[Rows excerpted from a collection]
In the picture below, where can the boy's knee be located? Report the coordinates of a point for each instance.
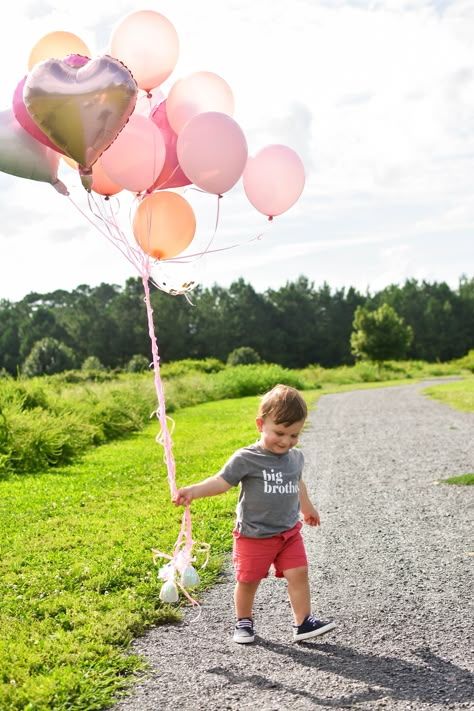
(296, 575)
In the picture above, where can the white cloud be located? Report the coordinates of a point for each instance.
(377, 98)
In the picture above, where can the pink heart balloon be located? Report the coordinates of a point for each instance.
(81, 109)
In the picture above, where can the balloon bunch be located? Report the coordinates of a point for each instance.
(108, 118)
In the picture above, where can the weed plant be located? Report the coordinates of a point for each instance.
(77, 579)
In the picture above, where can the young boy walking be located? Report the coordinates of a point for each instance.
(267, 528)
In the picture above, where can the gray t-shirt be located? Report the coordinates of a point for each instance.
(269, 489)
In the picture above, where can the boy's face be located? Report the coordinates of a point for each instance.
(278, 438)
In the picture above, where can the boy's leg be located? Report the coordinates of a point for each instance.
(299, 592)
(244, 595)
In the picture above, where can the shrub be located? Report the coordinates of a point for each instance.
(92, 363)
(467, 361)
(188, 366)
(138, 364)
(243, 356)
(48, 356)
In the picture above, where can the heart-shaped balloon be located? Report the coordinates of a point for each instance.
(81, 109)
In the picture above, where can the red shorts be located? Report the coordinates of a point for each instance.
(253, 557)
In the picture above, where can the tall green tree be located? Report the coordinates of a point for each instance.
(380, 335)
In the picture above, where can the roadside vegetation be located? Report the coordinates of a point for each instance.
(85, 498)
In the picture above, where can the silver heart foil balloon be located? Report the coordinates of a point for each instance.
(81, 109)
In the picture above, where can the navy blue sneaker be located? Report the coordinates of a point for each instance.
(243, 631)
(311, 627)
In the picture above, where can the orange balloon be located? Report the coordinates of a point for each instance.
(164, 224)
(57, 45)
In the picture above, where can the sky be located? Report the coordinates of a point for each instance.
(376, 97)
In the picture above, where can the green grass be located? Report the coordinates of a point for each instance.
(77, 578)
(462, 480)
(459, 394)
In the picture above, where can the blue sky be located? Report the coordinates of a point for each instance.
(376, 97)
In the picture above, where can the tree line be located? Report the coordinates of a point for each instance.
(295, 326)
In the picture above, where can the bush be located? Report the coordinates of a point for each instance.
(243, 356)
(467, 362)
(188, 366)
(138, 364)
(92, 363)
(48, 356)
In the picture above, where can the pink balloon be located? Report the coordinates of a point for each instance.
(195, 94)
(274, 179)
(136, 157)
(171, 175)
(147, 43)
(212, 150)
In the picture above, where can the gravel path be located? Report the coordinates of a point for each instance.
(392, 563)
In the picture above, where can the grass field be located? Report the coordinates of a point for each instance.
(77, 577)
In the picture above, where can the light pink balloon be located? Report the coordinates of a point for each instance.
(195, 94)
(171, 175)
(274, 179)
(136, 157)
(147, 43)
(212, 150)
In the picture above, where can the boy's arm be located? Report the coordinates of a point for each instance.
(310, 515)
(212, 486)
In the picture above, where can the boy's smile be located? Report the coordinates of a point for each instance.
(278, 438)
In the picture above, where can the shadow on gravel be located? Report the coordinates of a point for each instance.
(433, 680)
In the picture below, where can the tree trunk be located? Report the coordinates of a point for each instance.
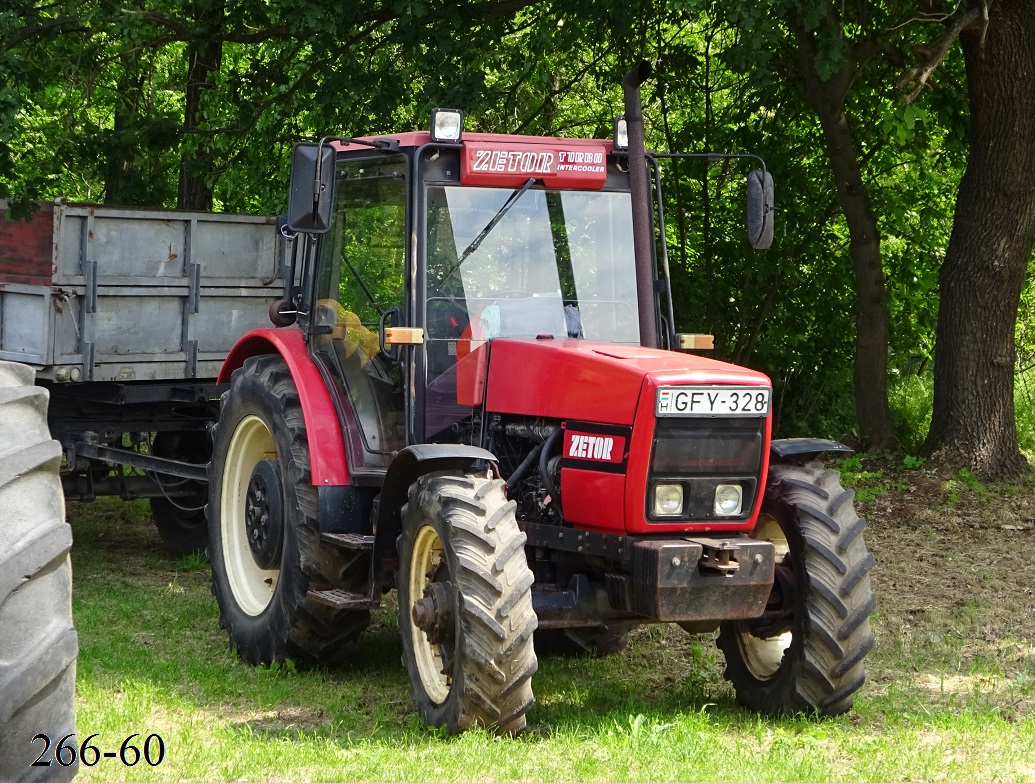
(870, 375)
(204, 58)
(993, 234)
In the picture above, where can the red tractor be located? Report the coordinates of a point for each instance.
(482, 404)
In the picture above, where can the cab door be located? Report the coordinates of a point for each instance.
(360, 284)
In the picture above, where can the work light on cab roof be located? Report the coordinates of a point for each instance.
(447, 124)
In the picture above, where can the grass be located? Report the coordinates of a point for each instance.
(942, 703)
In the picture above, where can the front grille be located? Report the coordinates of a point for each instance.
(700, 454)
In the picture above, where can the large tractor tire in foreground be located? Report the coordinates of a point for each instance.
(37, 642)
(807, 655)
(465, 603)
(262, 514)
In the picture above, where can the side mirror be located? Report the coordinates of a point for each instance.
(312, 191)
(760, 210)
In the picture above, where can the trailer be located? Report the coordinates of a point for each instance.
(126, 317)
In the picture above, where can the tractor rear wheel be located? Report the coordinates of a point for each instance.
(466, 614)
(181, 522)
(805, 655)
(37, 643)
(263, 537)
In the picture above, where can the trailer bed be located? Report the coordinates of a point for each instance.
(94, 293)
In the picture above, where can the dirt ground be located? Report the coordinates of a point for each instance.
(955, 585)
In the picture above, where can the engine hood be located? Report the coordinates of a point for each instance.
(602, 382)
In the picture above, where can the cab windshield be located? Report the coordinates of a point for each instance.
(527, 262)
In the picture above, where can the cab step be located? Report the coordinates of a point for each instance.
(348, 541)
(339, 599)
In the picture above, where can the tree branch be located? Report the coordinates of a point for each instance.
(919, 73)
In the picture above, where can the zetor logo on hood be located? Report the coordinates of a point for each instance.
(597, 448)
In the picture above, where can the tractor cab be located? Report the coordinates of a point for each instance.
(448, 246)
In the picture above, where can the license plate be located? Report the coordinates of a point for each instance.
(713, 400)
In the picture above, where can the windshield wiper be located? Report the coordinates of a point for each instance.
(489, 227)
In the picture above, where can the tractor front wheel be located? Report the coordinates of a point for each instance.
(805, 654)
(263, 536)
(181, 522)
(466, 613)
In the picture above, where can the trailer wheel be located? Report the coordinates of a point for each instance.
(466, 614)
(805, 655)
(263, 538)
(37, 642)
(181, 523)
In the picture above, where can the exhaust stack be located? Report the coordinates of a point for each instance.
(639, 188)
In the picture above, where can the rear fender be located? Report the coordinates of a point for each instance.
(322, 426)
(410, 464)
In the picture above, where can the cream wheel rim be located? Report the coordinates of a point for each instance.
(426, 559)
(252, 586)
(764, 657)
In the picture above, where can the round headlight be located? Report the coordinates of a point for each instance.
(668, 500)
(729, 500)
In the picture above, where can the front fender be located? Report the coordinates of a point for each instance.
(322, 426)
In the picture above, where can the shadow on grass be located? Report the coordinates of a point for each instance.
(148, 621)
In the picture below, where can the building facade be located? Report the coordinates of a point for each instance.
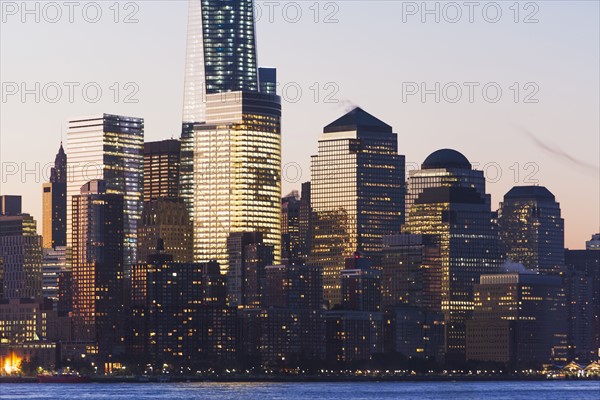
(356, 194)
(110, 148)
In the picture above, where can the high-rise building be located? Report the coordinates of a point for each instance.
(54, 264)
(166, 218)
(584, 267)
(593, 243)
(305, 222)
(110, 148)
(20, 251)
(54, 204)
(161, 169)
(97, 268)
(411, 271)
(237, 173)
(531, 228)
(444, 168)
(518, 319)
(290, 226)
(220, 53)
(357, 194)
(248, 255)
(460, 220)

==

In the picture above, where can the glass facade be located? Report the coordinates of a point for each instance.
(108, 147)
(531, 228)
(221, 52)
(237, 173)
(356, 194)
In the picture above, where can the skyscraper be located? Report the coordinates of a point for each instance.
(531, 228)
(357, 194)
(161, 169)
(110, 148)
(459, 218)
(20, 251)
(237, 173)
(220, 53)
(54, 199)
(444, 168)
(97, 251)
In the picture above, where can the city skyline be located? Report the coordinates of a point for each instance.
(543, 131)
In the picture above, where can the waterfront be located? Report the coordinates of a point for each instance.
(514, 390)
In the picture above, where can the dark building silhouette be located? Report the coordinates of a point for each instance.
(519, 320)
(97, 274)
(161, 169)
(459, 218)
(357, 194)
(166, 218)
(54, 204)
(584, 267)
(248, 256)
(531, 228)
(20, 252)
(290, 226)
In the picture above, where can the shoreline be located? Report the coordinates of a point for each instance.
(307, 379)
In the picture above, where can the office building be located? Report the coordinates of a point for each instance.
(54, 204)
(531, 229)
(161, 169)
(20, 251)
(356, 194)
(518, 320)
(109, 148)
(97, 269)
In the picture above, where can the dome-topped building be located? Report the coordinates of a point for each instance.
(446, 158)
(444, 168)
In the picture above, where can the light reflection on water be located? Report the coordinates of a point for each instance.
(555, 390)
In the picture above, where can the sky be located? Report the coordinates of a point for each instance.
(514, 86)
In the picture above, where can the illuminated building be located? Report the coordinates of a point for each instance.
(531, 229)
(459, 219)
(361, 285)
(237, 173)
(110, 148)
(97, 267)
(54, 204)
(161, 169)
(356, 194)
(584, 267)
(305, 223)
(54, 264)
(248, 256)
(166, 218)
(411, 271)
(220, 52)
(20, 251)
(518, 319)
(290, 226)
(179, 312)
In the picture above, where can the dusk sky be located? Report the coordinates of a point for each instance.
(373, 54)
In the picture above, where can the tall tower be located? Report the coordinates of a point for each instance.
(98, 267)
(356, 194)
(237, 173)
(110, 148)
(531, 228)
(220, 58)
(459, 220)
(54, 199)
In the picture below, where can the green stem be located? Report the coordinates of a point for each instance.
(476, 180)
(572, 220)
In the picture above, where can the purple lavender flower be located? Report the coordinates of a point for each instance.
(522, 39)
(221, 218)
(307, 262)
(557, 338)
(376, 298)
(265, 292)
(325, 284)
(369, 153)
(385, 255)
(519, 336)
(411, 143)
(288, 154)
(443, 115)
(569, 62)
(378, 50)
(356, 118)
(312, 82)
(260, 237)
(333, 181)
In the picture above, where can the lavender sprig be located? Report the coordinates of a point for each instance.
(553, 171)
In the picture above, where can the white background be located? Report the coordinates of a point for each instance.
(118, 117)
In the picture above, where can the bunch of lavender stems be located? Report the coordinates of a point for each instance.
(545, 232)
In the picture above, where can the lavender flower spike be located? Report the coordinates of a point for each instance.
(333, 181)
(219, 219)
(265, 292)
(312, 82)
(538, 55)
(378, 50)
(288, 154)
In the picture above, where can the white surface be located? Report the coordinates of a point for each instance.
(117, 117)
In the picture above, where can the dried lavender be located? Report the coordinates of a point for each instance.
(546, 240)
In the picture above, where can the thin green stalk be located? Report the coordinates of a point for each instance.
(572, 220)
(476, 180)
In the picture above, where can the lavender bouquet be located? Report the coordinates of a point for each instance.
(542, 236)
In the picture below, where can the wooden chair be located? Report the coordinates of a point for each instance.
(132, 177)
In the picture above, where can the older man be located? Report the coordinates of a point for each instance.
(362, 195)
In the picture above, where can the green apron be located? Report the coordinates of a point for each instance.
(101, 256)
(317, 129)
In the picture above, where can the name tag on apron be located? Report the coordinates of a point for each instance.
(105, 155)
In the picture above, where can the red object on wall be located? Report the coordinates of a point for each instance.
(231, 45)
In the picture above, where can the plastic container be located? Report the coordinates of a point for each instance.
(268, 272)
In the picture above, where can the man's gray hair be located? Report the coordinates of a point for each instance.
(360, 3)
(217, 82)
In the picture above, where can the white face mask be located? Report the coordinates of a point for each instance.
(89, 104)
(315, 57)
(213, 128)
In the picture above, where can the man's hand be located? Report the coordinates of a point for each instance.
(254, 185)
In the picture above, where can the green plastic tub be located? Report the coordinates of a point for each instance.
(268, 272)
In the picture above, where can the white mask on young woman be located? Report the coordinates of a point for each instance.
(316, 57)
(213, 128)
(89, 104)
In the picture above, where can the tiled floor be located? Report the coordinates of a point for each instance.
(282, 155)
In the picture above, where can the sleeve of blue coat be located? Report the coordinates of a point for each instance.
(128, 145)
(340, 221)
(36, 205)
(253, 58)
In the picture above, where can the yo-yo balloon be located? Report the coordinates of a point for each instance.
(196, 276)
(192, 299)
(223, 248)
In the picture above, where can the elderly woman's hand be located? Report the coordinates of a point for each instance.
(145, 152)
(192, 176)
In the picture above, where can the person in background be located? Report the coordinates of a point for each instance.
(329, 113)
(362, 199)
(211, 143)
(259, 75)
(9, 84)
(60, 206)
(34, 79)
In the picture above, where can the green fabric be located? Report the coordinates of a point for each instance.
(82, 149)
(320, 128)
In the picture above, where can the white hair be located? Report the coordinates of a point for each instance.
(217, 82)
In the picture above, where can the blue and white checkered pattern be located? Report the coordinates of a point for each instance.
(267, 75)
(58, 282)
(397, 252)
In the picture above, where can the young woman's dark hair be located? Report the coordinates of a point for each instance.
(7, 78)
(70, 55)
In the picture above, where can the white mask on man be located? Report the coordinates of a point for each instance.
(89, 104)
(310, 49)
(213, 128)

* * *

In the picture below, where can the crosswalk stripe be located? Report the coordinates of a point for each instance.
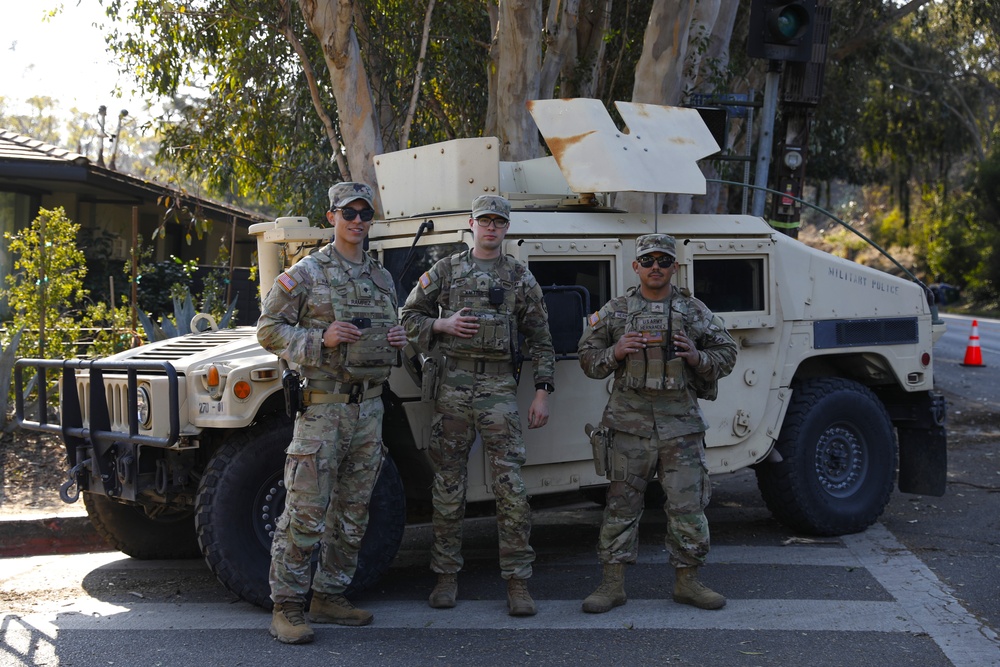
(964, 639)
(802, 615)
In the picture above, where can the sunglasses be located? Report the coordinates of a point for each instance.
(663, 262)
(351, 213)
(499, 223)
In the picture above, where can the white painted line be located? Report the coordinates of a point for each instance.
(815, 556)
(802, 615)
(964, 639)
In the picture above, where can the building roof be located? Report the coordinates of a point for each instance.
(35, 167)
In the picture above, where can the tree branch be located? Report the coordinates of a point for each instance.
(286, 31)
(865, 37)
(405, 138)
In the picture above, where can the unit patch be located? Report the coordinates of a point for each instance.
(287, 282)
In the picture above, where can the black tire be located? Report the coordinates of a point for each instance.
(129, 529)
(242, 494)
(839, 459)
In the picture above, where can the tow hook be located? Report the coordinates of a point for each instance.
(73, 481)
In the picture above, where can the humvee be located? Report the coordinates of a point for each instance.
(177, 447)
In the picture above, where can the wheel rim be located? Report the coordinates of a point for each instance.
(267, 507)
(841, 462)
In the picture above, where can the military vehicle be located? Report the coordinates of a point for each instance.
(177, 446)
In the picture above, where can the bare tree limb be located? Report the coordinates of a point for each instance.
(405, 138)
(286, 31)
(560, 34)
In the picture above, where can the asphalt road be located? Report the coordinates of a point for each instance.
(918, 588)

- Exercise objective -
Which rows above contain the string "trailer"? Copy each of those rows in full.

- Solution below -
In the picture above, where can the trailer be located? Report the coordinates of a point for each instance.
In the picture above, where can the trailer bed be located? Report the coordinates of a point for each instance.
In the picture above, where can the trailer wheel be located? Report the coordinates of a point for each instance.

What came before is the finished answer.